:: What is being asked ::
Make an exact copy of the records, dropping all pictures.

:: Dataset content ::
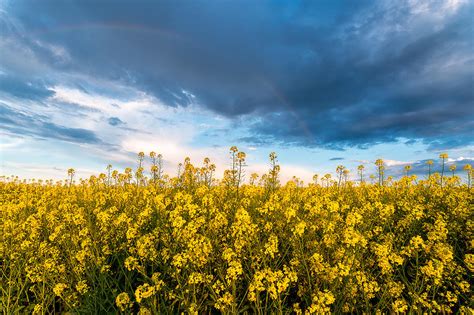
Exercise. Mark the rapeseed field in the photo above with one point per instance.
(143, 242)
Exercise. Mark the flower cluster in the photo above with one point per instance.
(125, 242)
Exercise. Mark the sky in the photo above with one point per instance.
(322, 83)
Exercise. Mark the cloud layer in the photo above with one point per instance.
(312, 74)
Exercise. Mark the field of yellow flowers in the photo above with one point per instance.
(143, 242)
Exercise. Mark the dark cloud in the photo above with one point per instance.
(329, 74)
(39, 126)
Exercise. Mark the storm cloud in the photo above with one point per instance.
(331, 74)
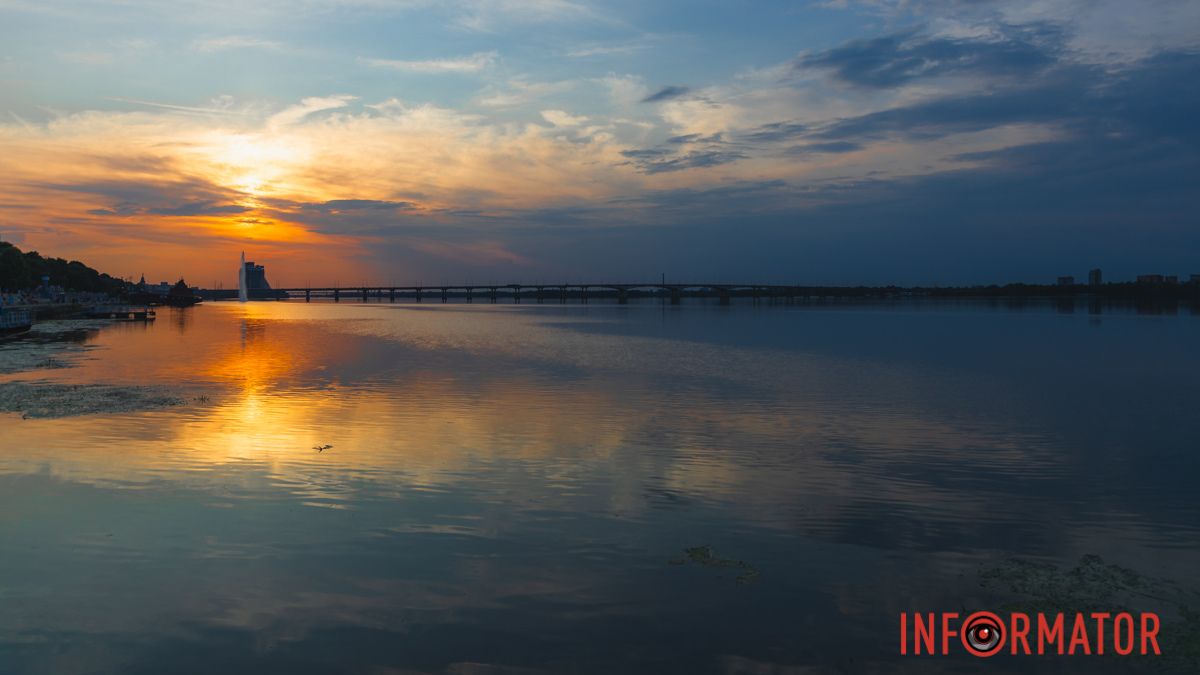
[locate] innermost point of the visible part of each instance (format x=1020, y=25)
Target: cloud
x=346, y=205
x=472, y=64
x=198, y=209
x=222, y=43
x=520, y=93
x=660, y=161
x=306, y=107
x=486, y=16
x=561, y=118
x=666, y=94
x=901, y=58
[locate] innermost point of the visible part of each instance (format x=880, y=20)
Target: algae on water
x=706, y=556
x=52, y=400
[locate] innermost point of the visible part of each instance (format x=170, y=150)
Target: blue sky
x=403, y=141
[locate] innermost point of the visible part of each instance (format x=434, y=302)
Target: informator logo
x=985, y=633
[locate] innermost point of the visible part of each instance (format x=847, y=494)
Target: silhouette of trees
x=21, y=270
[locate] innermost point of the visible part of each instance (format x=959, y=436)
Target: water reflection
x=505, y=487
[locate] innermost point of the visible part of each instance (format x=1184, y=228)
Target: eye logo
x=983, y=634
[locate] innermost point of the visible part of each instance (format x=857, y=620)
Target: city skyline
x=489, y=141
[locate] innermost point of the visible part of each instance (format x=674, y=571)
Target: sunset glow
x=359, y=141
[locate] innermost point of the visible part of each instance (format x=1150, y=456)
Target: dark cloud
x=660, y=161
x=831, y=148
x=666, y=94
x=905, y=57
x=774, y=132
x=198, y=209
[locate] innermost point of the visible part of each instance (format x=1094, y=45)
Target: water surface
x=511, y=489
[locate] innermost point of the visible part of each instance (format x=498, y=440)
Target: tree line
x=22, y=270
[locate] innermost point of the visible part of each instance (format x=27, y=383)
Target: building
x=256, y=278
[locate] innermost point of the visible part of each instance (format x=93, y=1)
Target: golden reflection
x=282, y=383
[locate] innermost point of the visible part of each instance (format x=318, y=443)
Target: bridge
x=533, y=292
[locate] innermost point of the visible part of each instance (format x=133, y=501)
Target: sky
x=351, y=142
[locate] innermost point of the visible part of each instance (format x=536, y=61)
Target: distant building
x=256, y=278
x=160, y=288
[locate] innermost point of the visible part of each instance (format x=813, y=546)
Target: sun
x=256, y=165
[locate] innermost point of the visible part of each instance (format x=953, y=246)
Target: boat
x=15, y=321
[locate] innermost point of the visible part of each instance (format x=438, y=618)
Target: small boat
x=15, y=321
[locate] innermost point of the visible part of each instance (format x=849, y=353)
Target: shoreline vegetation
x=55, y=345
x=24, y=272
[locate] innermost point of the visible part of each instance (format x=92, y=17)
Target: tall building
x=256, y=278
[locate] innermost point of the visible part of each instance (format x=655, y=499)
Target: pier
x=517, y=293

:: Final answer ::
Exercise. Mark the rapeseed field in the photo above with one point per instance.
(143, 242)
Exercise. Mark the flower cluster in the photo above with one point per instance.
(125, 242)
Exercise. Mark the sky in the photo above with one point per instance.
(322, 83)
Exercise. Mark the cloud layer in the photo above with one point per instance.
(312, 74)
Exercise. Mark the field of yellow flowers in the photo above with one point per instance.
(143, 242)
Exercise. Mark the dark cloud in the photo above with one point per instance.
(329, 74)
(39, 126)
Exercise. Mark the storm cloud in the photo above with one point per instance.
(331, 74)
[locate] innermost point of the visible part of each instance (format x=1020, y=25)
Target: cloud
x=346, y=205
x=472, y=64
x=198, y=209
x=222, y=43
x=520, y=93
x=660, y=161
x=306, y=107
x=486, y=16
x=561, y=118
x=666, y=94
x=901, y=58
[locate] innermost point of the visible part of each instance (format x=880, y=20)
Target: algae on water
x=706, y=556
x=52, y=400
[locate] innermost point of the visible part of each instance (format x=170, y=150)
Target: blue sky
x=403, y=141
[locate] innermost point of the visible part of each instance (format x=434, y=302)
Target: informator logo
x=985, y=633
[locate] innermost point of the visible part of each instance (format x=847, y=494)
Target: silhouette of trees
x=21, y=270
[locate] innermost point of the visible part of each instance (format x=959, y=436)
Target: water reflection
x=505, y=487
[locate] innermost point of the visible part of each instance (format x=1184, y=228)
Target: eye logo
x=983, y=634
[locate] innermost point of the visible part of each instance (format x=857, y=620)
Target: city skyline
x=489, y=141
[locate] innermost point of the visible part of each instance (format x=674, y=571)
Target: sunset glow
x=359, y=141
[locate] innermost point of the visible part of each instance (format x=1150, y=456)
Target: dark cloud
x=660, y=161
x=831, y=148
x=666, y=94
x=905, y=57
x=774, y=132
x=198, y=209
[locate] innermost point of the visible part of each instance (format x=1094, y=45)
Target: water surface
x=511, y=489
[locate] innermost point of the visible part of each instance (format x=498, y=440)
Target: tree line
x=22, y=270
[locate] innermost point of the visible part of each instance (format x=27, y=383)
Target: building
x=256, y=278
[locate] innermost point of the visible part of each instance (format x=93, y=1)
Target: golden reflection
x=282, y=383
[locate] innermost point of the visible part of each instance (format x=318, y=443)
Target: bridge
x=533, y=292
[locate] innermost point of the visible part of each instance (format x=133, y=501)
Target: sky
x=351, y=142
[locate] innermost point of the visible part of each instance (format x=536, y=61)
Target: distant building
x=256, y=278
x=160, y=288
[locate] innermost point of the visible part of each instance (format x=813, y=546)
Target: sun
x=256, y=165
[locate] innermost point of the visible part of each instance (format x=953, y=246)
Target: boat
x=15, y=321
[locate] innermost point of the visible part of each instance (format x=438, y=618)
Target: small boat
x=15, y=321
[locate] innermost point of the visible part of each instance (format x=849, y=353)
Target: shoreline vegetation
x=55, y=345
x=24, y=272
[locate] innermost point of the visible part of each instance (format x=92, y=17)
Target: tall building
x=256, y=278
[locate] innermost point of the visible part of each instance (format x=655, y=499)
Target: pier
x=517, y=293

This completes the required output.